## Short problem:
Find each row below that contains the word "water" and copy those rows.

______

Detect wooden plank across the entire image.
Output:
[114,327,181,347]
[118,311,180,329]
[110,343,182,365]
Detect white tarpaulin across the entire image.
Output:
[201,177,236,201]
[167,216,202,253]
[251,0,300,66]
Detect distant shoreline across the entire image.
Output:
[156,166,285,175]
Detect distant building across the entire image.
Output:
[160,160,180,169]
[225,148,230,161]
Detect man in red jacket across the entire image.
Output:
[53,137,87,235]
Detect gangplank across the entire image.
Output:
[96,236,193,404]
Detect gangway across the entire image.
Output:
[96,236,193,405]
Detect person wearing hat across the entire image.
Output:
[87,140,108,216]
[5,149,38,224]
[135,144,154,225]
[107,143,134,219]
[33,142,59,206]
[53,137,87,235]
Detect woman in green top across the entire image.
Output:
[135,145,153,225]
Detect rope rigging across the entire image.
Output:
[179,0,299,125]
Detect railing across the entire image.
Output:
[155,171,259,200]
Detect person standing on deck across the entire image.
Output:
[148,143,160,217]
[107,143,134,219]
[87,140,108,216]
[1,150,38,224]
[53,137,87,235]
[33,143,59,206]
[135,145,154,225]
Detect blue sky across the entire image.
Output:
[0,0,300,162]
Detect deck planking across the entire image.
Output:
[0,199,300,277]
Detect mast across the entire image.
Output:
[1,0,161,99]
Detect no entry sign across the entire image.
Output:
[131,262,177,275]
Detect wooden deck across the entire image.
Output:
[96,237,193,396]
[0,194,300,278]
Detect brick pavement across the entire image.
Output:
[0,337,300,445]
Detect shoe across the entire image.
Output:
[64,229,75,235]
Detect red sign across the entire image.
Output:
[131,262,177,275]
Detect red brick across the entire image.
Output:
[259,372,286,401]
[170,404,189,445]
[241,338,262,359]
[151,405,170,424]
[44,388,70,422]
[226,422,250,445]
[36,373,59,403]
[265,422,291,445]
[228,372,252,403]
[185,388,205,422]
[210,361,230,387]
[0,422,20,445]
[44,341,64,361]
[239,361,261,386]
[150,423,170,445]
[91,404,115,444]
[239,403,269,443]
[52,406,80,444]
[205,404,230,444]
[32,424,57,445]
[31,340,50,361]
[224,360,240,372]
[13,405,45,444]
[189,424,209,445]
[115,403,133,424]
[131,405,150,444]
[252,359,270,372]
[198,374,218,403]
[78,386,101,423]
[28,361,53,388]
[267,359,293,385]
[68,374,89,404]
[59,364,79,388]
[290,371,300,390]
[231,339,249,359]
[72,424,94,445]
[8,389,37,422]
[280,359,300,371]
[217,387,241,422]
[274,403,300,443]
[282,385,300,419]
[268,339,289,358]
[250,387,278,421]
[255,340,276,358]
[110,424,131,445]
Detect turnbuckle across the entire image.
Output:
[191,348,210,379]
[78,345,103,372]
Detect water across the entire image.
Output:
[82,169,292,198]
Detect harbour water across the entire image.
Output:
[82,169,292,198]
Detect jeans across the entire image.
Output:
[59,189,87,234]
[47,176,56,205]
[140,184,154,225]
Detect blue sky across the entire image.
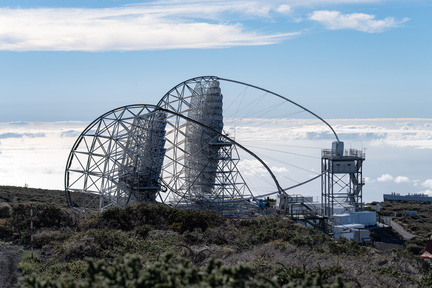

______

## Result:
Detect water across the entire image.
Detect harbour water across the entire image.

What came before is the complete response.